| To do |
Rewrite the stretch from the start of the records through the line containing "point(744, 569)", requests included, scaling each answer coordinate by 2.4 and rounding it to a whole number, with halves going up. Leave the numbers in the requests and their format samples as they are, and stop after that line.

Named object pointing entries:
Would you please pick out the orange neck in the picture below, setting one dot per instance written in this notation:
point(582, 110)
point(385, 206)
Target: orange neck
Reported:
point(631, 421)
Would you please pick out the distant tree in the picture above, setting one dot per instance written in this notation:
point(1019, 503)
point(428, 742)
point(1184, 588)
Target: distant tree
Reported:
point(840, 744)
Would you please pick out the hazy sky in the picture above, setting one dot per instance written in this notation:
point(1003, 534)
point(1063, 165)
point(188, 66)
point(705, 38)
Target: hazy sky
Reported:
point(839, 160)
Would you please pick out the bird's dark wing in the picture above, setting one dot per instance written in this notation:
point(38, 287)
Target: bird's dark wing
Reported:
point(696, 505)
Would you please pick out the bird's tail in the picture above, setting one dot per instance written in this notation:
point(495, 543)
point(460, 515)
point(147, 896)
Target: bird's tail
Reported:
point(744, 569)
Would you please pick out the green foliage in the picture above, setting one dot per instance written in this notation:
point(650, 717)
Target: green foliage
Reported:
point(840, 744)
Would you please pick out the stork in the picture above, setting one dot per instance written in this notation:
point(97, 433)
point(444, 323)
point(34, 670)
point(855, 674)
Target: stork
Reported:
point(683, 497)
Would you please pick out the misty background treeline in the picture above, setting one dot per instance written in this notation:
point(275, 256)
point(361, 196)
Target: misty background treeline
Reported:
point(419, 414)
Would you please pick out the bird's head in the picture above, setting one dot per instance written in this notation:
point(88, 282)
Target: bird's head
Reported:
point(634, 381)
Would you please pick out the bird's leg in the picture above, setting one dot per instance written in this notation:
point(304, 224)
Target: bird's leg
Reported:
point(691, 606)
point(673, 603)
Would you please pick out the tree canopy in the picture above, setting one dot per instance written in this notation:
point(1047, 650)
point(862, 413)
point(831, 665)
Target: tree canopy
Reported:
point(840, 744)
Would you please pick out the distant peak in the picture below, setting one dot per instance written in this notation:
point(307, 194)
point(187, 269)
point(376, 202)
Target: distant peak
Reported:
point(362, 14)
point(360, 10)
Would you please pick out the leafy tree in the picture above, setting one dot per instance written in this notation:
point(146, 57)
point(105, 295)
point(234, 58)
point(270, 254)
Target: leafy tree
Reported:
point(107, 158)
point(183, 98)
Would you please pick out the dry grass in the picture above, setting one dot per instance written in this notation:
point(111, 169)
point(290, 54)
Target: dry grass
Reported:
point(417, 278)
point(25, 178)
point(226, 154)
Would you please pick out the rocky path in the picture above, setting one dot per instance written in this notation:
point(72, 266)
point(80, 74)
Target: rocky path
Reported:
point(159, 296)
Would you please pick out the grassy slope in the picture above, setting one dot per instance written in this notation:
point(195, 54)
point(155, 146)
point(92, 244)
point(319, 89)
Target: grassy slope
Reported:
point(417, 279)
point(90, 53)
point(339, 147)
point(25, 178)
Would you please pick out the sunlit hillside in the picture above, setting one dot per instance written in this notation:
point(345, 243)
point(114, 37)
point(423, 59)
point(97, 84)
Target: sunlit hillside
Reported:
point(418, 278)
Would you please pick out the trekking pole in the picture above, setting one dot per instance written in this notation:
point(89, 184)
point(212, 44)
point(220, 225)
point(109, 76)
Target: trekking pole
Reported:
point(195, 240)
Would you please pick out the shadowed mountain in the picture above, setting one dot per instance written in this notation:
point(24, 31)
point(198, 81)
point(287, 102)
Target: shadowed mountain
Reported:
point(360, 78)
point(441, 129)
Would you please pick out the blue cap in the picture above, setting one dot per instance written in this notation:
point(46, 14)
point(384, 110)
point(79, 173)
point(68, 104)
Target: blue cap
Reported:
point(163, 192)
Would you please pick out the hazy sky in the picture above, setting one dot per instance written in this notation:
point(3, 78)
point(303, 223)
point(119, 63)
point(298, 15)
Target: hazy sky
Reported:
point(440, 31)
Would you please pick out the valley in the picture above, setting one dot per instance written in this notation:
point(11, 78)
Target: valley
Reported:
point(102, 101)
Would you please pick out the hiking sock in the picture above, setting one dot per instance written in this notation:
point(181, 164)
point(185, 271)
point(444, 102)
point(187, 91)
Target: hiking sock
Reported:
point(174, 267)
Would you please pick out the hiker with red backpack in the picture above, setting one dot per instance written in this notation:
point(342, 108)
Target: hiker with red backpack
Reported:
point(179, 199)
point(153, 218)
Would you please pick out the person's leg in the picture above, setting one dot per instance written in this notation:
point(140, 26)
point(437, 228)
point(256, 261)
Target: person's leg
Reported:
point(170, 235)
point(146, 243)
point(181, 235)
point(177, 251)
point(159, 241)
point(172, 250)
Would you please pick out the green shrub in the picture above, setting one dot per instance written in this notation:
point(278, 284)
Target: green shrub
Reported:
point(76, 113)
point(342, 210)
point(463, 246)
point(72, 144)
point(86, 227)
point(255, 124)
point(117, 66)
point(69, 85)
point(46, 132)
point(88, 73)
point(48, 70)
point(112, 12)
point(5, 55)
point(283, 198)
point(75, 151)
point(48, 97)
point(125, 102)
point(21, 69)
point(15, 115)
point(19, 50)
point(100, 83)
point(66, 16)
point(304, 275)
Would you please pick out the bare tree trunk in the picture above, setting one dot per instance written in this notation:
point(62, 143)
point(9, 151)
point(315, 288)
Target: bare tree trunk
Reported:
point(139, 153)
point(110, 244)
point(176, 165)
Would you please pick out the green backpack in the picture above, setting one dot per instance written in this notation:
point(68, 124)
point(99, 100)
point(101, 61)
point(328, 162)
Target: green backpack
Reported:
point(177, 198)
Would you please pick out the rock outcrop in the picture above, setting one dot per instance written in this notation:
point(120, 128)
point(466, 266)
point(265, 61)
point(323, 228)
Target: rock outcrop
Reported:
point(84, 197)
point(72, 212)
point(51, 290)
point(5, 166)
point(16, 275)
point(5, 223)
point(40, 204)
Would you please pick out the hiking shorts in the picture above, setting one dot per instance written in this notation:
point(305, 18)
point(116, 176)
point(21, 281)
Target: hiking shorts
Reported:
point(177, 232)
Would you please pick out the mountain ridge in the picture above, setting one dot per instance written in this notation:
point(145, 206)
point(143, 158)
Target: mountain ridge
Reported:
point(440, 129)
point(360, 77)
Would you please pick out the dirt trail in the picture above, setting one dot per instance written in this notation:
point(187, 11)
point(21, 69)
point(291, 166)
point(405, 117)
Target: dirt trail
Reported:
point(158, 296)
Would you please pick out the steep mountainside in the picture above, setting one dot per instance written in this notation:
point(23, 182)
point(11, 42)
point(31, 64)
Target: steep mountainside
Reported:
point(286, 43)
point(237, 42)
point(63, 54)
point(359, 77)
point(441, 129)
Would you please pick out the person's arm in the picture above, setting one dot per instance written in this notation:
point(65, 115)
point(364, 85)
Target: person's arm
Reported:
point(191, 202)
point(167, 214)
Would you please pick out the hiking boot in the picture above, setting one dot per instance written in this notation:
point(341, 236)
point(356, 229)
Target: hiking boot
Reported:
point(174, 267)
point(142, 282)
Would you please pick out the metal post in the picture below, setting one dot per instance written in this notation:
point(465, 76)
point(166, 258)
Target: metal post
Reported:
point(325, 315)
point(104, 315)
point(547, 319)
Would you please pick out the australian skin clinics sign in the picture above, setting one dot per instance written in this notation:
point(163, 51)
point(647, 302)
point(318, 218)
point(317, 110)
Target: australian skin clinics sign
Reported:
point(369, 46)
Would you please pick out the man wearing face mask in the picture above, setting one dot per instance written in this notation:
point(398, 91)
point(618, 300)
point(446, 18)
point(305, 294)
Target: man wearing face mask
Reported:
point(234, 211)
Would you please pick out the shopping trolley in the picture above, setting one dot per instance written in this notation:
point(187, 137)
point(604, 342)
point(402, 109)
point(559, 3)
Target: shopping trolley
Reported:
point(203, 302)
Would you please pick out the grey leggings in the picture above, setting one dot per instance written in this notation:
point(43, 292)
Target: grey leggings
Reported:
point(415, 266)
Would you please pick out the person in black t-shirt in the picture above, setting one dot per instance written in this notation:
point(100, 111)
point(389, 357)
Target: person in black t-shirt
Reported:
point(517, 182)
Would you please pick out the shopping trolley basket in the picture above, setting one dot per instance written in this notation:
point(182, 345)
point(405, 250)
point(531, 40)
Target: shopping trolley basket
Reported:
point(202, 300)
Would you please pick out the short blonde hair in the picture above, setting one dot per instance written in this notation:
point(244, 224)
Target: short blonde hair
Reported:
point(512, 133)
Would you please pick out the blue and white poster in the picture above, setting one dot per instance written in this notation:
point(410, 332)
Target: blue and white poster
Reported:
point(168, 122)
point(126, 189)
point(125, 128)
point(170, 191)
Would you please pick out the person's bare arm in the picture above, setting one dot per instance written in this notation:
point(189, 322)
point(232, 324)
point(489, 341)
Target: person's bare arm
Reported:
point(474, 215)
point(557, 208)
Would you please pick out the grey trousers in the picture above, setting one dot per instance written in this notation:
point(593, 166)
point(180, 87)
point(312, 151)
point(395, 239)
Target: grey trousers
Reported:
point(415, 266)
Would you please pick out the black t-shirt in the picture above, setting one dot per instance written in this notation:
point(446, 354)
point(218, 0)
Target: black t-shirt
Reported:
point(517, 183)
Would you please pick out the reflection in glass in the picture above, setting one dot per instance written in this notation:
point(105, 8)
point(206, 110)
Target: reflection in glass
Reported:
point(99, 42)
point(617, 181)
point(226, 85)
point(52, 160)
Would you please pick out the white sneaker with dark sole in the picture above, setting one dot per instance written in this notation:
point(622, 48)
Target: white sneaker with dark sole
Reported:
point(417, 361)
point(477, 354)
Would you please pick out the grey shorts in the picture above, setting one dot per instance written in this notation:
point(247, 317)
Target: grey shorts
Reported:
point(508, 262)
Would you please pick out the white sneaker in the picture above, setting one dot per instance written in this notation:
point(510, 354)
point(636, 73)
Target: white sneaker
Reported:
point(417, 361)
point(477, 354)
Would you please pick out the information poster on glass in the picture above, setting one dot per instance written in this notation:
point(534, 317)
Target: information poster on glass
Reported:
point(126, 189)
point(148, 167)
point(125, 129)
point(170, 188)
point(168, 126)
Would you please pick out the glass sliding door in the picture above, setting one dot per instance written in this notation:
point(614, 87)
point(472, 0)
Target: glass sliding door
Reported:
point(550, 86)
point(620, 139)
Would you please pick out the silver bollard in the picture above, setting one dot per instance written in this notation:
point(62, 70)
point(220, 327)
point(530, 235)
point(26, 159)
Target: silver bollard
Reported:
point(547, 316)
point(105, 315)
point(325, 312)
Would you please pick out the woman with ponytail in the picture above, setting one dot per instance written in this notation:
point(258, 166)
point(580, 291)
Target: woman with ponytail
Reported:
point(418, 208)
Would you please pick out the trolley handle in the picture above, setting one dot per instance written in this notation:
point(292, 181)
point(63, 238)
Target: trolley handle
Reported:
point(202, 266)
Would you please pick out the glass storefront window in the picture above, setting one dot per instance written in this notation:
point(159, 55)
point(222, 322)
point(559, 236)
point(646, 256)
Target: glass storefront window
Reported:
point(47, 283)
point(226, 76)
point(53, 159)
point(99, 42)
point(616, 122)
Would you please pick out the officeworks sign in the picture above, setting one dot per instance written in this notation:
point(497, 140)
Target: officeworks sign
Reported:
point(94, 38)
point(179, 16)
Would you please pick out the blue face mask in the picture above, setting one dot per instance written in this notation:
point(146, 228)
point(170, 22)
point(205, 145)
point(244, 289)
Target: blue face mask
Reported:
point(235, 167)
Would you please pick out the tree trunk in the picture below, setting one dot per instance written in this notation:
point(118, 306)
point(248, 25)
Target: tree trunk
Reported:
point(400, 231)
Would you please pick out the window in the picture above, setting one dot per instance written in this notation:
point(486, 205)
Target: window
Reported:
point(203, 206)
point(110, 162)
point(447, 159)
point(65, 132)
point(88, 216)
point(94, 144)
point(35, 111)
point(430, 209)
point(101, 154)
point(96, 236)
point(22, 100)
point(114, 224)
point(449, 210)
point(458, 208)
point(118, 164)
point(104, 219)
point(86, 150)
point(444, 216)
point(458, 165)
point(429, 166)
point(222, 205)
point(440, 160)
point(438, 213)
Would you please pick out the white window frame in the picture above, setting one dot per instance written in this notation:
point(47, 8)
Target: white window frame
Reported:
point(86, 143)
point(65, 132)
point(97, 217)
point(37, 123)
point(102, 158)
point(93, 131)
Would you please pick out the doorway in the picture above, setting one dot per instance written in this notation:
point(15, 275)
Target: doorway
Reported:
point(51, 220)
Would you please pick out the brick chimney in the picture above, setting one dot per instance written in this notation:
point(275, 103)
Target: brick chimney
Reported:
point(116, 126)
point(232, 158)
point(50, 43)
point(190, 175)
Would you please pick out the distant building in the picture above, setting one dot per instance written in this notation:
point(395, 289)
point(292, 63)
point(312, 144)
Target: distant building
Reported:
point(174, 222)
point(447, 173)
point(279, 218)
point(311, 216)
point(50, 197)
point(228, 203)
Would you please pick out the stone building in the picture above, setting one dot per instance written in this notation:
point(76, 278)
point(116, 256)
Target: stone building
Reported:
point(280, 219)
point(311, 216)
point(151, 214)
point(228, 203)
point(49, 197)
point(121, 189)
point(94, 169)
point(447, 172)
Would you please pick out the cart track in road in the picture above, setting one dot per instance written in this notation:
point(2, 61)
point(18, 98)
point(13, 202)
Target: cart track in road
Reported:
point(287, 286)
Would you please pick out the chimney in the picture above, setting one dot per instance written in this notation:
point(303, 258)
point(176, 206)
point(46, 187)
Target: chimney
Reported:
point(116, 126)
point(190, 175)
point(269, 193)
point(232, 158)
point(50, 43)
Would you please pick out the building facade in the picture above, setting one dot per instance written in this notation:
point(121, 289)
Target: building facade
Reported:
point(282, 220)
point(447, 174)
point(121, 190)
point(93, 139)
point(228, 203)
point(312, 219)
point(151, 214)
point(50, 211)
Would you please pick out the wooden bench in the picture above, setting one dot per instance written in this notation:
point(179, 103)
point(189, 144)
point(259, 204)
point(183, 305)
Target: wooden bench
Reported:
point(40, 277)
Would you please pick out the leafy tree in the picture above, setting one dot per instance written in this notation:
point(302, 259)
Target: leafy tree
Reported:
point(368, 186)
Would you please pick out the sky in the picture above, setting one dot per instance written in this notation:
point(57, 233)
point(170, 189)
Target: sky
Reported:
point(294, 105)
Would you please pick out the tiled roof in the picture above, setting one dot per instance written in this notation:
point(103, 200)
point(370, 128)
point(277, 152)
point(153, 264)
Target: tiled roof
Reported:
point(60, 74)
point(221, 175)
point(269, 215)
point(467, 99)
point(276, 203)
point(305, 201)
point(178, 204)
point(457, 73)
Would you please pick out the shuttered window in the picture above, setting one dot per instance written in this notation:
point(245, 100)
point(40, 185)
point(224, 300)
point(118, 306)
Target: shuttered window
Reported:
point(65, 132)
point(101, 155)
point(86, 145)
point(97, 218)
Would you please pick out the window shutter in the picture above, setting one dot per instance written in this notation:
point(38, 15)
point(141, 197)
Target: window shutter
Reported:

| Reply to the exercise |
Would you please pick out the orange neck in the picture below, setting one dot per instance written in this notation:
point(582, 110)
point(385, 206)
Target: orange neck
Reported:
point(1514, 1010)
Would you please pick out the distant tree in the picture above, setting one dot per instance written in this notation:
point(1019, 503)
point(428, 742)
point(1184, 588)
Target: distant tree
Reported:
point(2016, 1786)
Would you please pick out the hazy sky in the picture above, setting one dot per instance written in this notation:
point(1003, 534)
point(1063, 165)
point(188, 66)
point(705, 38)
Target: hazy sky
Reported:
point(2014, 384)
Would you please pick out the bird's dark wing in the picture above, setting one dot per instance written in this notation:
point(38, 287)
Target: bird's dark wing
Reported:
point(1670, 1212)
Would you please pick out the bird's tail in the picture above, setting one dot per instance written in this notation:
point(495, 543)
point(460, 515)
point(147, 896)
Target: bird's tail
Reported:
point(1786, 1366)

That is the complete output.